** start **

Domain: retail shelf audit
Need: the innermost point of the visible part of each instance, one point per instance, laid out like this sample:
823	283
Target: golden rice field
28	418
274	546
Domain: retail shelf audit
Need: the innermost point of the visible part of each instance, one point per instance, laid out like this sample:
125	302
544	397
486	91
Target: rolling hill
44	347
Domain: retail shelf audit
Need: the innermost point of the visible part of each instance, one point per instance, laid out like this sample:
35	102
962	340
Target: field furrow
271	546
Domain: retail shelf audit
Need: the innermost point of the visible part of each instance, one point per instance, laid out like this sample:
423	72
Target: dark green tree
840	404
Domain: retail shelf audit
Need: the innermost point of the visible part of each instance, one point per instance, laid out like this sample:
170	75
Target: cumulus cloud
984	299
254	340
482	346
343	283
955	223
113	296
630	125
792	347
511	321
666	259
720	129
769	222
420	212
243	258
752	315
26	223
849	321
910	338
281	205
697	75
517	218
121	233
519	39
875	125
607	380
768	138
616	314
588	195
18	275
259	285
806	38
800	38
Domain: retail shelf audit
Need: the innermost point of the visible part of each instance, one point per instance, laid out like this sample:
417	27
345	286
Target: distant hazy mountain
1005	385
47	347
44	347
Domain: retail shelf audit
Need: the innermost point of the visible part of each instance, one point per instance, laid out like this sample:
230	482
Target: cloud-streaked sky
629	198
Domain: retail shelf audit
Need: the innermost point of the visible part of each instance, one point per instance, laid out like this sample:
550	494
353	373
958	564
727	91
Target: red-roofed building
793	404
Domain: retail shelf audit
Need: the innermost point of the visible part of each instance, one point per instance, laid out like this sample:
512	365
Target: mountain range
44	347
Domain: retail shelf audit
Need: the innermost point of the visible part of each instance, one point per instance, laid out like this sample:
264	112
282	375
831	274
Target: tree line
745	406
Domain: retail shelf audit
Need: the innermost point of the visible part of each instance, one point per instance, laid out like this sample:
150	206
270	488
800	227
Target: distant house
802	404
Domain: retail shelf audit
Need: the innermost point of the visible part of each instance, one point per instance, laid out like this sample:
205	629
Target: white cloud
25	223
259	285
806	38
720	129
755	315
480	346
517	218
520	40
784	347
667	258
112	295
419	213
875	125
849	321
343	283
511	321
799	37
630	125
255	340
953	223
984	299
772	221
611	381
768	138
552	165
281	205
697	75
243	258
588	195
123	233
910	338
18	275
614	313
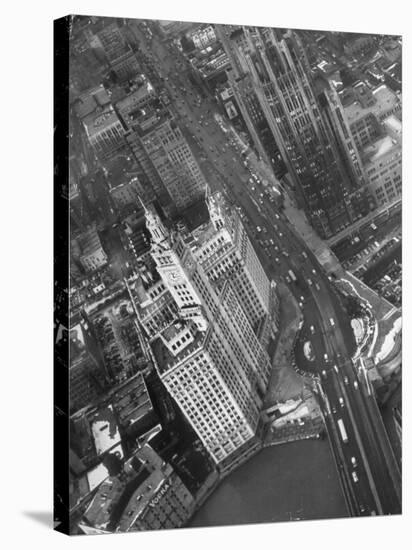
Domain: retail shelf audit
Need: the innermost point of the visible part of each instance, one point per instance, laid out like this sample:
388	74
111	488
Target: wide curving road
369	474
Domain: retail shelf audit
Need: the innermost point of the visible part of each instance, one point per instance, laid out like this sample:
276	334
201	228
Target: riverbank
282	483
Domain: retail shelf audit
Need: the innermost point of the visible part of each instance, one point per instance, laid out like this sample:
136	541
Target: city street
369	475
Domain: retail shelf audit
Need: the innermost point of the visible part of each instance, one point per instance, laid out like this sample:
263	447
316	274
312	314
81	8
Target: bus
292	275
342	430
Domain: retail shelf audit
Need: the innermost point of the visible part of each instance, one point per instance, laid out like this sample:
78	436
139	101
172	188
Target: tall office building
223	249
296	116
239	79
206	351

** end **
** start **

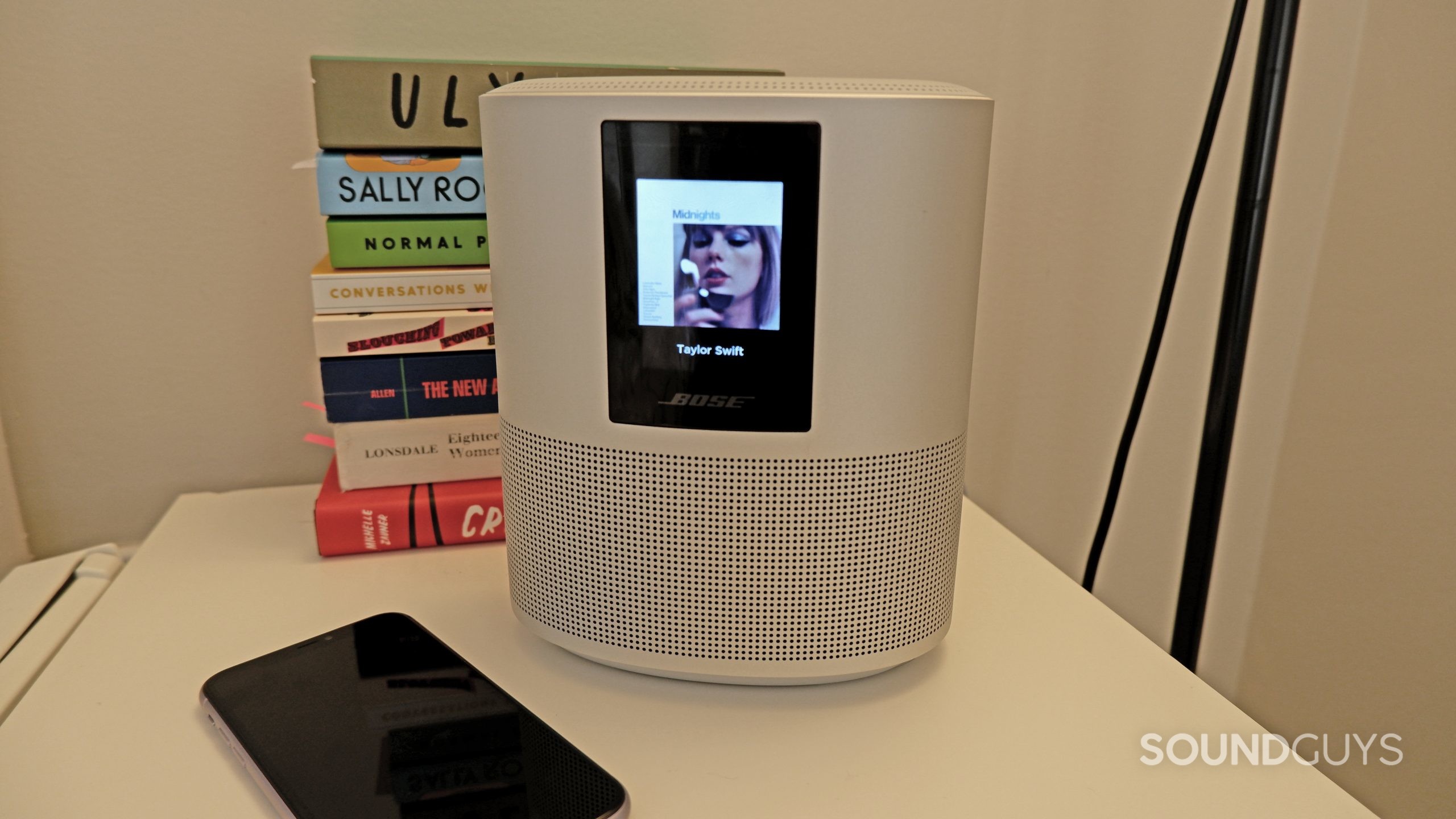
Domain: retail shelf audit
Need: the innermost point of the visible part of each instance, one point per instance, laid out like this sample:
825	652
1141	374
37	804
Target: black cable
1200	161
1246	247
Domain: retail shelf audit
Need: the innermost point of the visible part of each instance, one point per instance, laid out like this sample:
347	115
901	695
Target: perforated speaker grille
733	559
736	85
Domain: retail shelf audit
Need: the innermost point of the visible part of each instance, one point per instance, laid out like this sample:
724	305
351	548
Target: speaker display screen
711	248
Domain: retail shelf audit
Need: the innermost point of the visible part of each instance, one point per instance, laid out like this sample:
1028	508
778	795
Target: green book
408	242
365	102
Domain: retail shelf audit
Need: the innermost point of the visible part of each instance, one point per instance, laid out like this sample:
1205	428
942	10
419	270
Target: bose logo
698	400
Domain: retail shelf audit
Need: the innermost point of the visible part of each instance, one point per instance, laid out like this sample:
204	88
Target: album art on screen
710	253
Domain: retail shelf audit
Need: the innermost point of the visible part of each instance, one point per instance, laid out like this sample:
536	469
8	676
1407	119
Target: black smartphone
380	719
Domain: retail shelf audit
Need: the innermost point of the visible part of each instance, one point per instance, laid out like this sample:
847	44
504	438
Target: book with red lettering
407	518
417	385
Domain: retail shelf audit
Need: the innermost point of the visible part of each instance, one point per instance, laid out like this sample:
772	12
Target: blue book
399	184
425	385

** end **
** start **

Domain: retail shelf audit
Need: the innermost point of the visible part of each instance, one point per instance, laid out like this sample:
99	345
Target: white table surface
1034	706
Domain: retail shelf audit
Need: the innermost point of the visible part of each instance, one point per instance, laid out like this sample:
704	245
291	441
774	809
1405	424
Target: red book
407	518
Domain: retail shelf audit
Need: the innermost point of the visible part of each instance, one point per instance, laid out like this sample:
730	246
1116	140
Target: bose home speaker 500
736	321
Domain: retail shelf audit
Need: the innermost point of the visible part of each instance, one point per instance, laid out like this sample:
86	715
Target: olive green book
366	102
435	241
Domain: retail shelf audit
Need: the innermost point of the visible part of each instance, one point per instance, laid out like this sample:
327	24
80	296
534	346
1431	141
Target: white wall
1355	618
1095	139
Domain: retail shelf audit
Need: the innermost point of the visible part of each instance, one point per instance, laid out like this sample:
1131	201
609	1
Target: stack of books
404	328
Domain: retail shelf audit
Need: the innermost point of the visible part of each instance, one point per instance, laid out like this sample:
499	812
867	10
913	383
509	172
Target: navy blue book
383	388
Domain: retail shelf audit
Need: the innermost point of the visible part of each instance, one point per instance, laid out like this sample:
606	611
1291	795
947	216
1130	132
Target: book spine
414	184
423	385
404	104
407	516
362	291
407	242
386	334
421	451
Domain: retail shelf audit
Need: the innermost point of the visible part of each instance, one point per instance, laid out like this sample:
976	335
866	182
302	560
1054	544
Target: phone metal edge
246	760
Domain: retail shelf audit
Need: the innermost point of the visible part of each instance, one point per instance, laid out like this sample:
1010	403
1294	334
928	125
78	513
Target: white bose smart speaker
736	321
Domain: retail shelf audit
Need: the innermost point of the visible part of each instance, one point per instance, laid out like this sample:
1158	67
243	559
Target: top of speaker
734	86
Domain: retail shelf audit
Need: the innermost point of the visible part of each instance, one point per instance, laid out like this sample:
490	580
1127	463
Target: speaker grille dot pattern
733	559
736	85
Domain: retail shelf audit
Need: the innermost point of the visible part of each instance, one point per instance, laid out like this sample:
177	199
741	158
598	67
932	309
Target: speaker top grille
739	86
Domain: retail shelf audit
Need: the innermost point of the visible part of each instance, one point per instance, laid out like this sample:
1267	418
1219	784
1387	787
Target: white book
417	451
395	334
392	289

** end **

■ Exercise
Find every line in the records that contains the string "grille" and copy each one in full. Match case exactly.

■ Task answer
Target: perforated speaker grille
Target: speaker grille dot pattern
Target: speaker top grille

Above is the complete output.